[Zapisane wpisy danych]
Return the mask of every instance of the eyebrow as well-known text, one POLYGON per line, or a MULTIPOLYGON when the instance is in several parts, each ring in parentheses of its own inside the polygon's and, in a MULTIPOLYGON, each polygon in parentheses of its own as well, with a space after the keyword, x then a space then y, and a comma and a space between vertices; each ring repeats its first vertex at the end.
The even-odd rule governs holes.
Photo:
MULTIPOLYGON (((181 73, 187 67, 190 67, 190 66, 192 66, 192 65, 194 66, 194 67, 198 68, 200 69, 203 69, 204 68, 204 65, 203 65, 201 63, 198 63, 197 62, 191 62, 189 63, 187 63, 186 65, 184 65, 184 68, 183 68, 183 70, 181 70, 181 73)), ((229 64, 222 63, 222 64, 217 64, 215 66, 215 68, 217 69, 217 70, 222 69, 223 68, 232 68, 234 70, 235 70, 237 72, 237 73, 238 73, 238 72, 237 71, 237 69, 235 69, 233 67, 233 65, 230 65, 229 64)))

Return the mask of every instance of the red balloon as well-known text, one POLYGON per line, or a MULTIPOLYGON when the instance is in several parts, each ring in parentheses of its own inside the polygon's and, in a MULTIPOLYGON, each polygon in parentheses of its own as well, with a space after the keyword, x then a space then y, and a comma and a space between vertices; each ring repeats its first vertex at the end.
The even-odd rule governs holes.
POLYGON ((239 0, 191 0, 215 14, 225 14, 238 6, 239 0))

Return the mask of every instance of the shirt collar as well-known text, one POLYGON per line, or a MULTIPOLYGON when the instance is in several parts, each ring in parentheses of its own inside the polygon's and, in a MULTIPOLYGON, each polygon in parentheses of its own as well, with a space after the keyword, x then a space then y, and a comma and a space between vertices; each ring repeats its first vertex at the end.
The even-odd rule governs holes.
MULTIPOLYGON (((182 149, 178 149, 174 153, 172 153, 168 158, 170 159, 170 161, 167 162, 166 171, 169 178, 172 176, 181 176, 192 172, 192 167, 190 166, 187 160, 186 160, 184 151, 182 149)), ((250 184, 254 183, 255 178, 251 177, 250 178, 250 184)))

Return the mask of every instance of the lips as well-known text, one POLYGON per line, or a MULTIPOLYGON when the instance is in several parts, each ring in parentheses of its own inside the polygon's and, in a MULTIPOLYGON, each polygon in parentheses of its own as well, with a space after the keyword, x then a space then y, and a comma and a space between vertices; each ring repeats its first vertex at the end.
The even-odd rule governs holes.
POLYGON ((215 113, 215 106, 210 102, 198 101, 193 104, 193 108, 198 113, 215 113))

Krótkie zadanie: Przepisz wiernie wiersze od początku rekordów aż do wiersza zawierającego „MULTIPOLYGON (((181 73, 187”, łącznie z nim.

Odpowiedź do ćwiczenia:
Return the mask of every instance of the eyebrow as well-known text, one POLYGON per line, or a MULTIPOLYGON when the instance is in several parts, each ring in parentheses of its own inside the polygon's and, in a MULTIPOLYGON, each polygon in parentheses of its own as well, with a space after the keyword, x then a space then y, and a comma and a space between vertices; each ring repeats its first vertex at the end.
The even-odd rule governs holes.
Photo:
MULTIPOLYGON (((181 73, 187 67, 190 67, 190 66, 192 66, 192 65, 194 66, 194 67, 198 68, 200 69, 203 69, 204 68, 204 65, 203 65, 201 63, 198 63, 197 62, 191 62, 189 63, 187 63, 186 65, 184 65, 184 68, 183 68, 183 70, 181 70, 181 73)), ((229 64, 222 63, 222 64, 217 64, 215 66, 215 68, 217 69, 217 70, 222 69, 223 68, 232 68, 234 70, 235 70, 237 72, 237 73, 238 73, 238 72, 237 71, 237 69, 235 69, 233 67, 233 65, 230 65, 229 64)))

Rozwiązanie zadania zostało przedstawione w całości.